- **Stored data entries**:
---
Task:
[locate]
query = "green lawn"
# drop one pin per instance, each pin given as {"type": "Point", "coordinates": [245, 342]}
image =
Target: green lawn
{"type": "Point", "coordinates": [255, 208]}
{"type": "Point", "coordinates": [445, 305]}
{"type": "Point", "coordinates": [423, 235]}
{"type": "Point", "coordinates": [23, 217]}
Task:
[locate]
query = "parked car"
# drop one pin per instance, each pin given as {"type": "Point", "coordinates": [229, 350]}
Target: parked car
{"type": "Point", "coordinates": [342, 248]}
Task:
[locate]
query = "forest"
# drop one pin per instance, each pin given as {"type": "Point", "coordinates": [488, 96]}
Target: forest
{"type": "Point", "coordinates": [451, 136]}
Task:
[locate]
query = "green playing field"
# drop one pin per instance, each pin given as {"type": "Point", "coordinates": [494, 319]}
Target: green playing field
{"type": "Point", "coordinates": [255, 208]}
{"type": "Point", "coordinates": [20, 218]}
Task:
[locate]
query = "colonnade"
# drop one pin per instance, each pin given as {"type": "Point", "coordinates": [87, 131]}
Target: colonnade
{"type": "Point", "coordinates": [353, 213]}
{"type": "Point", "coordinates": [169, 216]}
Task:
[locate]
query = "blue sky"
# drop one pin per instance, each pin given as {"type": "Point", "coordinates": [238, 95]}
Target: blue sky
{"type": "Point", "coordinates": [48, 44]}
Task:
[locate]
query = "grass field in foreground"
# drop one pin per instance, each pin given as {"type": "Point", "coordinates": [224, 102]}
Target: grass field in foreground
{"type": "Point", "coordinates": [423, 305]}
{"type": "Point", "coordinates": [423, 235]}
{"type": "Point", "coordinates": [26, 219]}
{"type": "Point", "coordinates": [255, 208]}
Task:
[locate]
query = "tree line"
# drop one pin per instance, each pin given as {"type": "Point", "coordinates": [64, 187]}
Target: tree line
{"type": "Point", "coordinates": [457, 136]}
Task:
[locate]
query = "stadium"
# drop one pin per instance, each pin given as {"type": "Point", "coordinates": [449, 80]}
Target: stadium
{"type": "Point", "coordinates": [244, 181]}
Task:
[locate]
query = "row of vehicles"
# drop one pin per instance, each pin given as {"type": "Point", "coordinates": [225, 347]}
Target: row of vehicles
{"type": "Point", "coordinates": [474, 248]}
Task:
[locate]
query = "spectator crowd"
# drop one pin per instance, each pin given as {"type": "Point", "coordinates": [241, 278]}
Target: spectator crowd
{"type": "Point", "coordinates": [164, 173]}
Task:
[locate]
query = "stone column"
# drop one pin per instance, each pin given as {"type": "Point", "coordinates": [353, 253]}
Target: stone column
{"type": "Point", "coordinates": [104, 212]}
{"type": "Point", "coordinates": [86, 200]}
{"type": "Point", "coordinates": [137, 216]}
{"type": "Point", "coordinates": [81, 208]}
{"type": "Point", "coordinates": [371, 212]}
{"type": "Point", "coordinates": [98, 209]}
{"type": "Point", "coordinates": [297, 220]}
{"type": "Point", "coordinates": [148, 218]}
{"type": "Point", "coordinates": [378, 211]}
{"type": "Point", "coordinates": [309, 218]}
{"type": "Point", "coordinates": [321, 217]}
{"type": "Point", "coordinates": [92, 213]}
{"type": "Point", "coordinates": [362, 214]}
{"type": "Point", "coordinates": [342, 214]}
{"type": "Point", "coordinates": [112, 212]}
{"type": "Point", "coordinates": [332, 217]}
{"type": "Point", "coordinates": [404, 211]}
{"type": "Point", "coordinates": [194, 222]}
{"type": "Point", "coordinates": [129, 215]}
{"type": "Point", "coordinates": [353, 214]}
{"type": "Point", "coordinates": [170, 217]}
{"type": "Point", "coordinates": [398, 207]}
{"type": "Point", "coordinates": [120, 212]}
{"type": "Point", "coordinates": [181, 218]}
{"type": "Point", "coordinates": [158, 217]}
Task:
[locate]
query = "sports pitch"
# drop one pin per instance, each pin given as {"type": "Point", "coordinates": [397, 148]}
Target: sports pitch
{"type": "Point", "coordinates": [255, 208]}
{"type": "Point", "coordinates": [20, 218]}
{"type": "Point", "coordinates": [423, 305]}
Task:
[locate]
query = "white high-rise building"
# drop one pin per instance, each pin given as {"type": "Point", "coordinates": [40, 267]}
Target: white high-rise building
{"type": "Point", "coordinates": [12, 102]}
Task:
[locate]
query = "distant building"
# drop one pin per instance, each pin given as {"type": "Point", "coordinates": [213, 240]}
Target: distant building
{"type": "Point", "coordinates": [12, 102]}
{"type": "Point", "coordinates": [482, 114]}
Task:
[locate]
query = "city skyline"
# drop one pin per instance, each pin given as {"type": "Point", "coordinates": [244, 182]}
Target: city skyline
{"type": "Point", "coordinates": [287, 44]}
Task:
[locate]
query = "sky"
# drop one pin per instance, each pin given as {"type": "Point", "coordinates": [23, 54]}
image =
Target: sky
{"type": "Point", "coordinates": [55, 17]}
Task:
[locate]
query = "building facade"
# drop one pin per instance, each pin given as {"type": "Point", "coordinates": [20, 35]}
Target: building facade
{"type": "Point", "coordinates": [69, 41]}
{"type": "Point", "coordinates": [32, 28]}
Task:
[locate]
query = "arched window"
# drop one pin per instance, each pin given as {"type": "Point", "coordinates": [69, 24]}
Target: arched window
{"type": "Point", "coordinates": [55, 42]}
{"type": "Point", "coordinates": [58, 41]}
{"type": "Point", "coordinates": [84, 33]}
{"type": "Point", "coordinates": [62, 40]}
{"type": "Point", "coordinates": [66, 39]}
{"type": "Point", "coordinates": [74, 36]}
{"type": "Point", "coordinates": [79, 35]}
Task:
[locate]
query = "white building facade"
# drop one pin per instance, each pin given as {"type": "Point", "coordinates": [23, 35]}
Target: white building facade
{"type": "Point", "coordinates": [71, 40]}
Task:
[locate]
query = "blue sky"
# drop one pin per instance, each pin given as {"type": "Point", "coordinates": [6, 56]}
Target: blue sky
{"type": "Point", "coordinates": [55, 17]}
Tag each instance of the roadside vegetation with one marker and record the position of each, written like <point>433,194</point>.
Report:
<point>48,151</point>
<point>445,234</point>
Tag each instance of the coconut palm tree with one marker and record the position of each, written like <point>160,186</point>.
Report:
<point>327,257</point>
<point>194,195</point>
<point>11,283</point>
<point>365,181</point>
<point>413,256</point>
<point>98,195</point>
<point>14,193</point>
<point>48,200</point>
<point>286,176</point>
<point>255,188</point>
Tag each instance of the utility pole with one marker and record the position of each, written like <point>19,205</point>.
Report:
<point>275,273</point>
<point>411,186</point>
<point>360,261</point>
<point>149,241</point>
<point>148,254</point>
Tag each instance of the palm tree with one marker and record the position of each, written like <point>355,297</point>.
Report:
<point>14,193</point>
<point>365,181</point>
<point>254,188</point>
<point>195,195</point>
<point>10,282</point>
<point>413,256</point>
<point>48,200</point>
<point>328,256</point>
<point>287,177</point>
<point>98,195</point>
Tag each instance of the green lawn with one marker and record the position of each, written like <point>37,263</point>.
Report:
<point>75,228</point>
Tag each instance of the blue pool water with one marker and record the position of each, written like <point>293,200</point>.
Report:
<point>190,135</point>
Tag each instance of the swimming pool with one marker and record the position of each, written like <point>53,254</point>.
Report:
---
Extract each entry in full, exactly as given.

Task:
[locate]
query = "green lawn"
# drop one pin per instance, each pin given as {"type": "Point", "coordinates": [245, 342]}
image =
Target: green lawn
{"type": "Point", "coordinates": [255, 208]}
{"type": "Point", "coordinates": [445, 305]}
{"type": "Point", "coordinates": [423, 235]}
{"type": "Point", "coordinates": [23, 217]}
Task:
[locate]
query = "parked car"
# drop one pin per instance, each pin given as {"type": "Point", "coordinates": [229, 350]}
Target: parked car
{"type": "Point", "coordinates": [342, 248]}
Task:
[locate]
query = "forest"
# drop one pin per instance, each pin given as {"type": "Point", "coordinates": [488, 96]}
Target: forest
{"type": "Point", "coordinates": [451, 136]}
Task:
[locate]
query = "green playing field"
# drop one pin per instance, each pin given as {"type": "Point", "coordinates": [494, 319]}
Target: green playing field
{"type": "Point", "coordinates": [255, 208]}
{"type": "Point", "coordinates": [20, 218]}
Task:
[locate]
query = "colonnade"
# drop one pin per instance, each pin given as {"type": "Point", "coordinates": [87, 131]}
Target: colonnade
{"type": "Point", "coordinates": [353, 213]}
{"type": "Point", "coordinates": [169, 216]}
Task:
[locate]
query = "blue sky"
# drop one pin per instance, each pin given as {"type": "Point", "coordinates": [238, 95]}
Target: blue sky
{"type": "Point", "coordinates": [48, 44]}
Task:
[locate]
query = "grass field in foreground"
# drop one pin per instance, each pin given as {"type": "Point", "coordinates": [224, 102]}
Target: grass field in foreground
{"type": "Point", "coordinates": [423, 305]}
{"type": "Point", "coordinates": [423, 235]}
{"type": "Point", "coordinates": [26, 219]}
{"type": "Point", "coordinates": [255, 208]}
Task:
[locate]
query = "tree line"
# drop one pin per instance, each pin given as {"type": "Point", "coordinates": [64, 187]}
Target: tree line
{"type": "Point", "coordinates": [457, 136]}
Task:
[locate]
query = "stadium"
# drop one pin per instance, each pin given as {"type": "Point", "coordinates": [449, 80]}
Target: stadium
{"type": "Point", "coordinates": [244, 181]}
Task:
[locate]
query = "row of vehicles"
# drop one pin per instance, each pin given as {"type": "Point", "coordinates": [225, 347]}
Target: row of vehicles
{"type": "Point", "coordinates": [474, 248]}
Task:
[locate]
query = "spectator crowd"
# drop one pin per instance, each pin given as {"type": "Point", "coordinates": [241, 278]}
Target: spectator crowd
{"type": "Point", "coordinates": [164, 173]}
Task:
[locate]
query = "stone column"
# drop one pin per instance, each pin given as {"type": "Point", "coordinates": [353, 253]}
Target: stone column
{"type": "Point", "coordinates": [104, 212]}
{"type": "Point", "coordinates": [86, 200]}
{"type": "Point", "coordinates": [137, 216]}
{"type": "Point", "coordinates": [81, 208]}
{"type": "Point", "coordinates": [371, 212]}
{"type": "Point", "coordinates": [98, 209]}
{"type": "Point", "coordinates": [297, 220]}
{"type": "Point", "coordinates": [148, 218]}
{"type": "Point", "coordinates": [378, 211]}
{"type": "Point", "coordinates": [309, 218]}
{"type": "Point", "coordinates": [321, 217]}
{"type": "Point", "coordinates": [92, 213]}
{"type": "Point", "coordinates": [362, 214]}
{"type": "Point", "coordinates": [342, 214]}
{"type": "Point", "coordinates": [112, 212]}
{"type": "Point", "coordinates": [332, 217]}
{"type": "Point", "coordinates": [404, 211]}
{"type": "Point", "coordinates": [194, 222]}
{"type": "Point", "coordinates": [129, 215]}
{"type": "Point", "coordinates": [353, 214]}
{"type": "Point", "coordinates": [170, 217]}
{"type": "Point", "coordinates": [398, 207]}
{"type": "Point", "coordinates": [120, 212]}
{"type": "Point", "coordinates": [181, 218]}
{"type": "Point", "coordinates": [158, 217]}
Task:
[locate]
query = "sports pitch"
# drop one pin per instance, each pin given as {"type": "Point", "coordinates": [397, 148]}
Target: sports pitch
{"type": "Point", "coordinates": [255, 208]}
{"type": "Point", "coordinates": [20, 218]}
{"type": "Point", "coordinates": [423, 305]}
Task:
[locate]
query = "white high-rise building"
# drop one pin per instance, each pin given as {"type": "Point", "coordinates": [40, 267]}
Target: white high-rise building
{"type": "Point", "coordinates": [12, 102]}
Task:
[locate]
query = "distant building"
# drop one pin per instance, each pin given as {"type": "Point", "coordinates": [213, 240]}
Target: distant building
{"type": "Point", "coordinates": [12, 102]}
{"type": "Point", "coordinates": [482, 114]}
Task:
[locate]
query = "city skyline"
# drop one pin per instance, each pin given as {"type": "Point", "coordinates": [244, 182]}
Target: city skyline
{"type": "Point", "coordinates": [287, 44]}
Task:
[locate]
query = "sky"
# drop one pin per instance, each pin given as {"type": "Point", "coordinates": [23, 54]}
image =
Target: sky
{"type": "Point", "coordinates": [55, 17]}
Task:
[locate]
query = "building facade"
# drop one pin per instance, each pin given as {"type": "Point", "coordinates": [20, 35]}
Target: building facade
{"type": "Point", "coordinates": [69, 41]}
{"type": "Point", "coordinates": [32, 28]}
Task:
[locate]
query = "arched window"
# drop one pin per instance, each pin given as {"type": "Point", "coordinates": [69, 24]}
Target: arched window
{"type": "Point", "coordinates": [55, 42]}
{"type": "Point", "coordinates": [58, 41]}
{"type": "Point", "coordinates": [84, 33]}
{"type": "Point", "coordinates": [62, 40]}
{"type": "Point", "coordinates": [66, 39]}
{"type": "Point", "coordinates": [74, 36]}
{"type": "Point", "coordinates": [79, 35]}
Task:
[locate]
query = "white building facade"
# drop one pin per instance, each pin given as {"type": "Point", "coordinates": [23, 35]}
Target: white building facade
{"type": "Point", "coordinates": [71, 40]}
Task:
[locate]
query = "blue sky"
# drop one pin per instance, each pin given as {"type": "Point", "coordinates": [6, 56]}
Target: blue sky
{"type": "Point", "coordinates": [55, 17]}
Tag each instance of the roadside vegetation with one marker and record the position of each, written like <point>433,194</point>.
Report:
<point>48,151</point>
<point>445,234</point>
Tag each instance of the coconut palm tree with one marker and record the position of each, written like <point>160,186</point>.
Report:
<point>327,257</point>
<point>194,195</point>
<point>11,283</point>
<point>365,181</point>
<point>413,256</point>
<point>98,195</point>
<point>14,193</point>
<point>48,200</point>
<point>286,176</point>
<point>255,188</point>
Tag each instance of the utility pole with one marker and record the position of each, written like <point>19,205</point>.
Report:
<point>275,273</point>
<point>411,186</point>
<point>360,261</point>
<point>149,241</point>
<point>148,254</point>
Tag each instance of the palm tree with one marker and record the position of each, written like <point>355,297</point>.
Report:
<point>14,193</point>
<point>365,181</point>
<point>254,188</point>
<point>195,195</point>
<point>10,282</point>
<point>413,256</point>
<point>48,200</point>
<point>328,256</point>
<point>287,177</point>
<point>98,195</point>
Tag each instance of the green lawn with one marker and record the position of each, written like <point>37,263</point>.
Report:
<point>75,228</point>
Tag each instance of the blue pool water with one marker and record the position of each, written like <point>293,200</point>.
Report:
<point>190,135</point>
Tag each instance of the swimming pool with one marker and record the position of each, written like <point>53,254</point>.
Report:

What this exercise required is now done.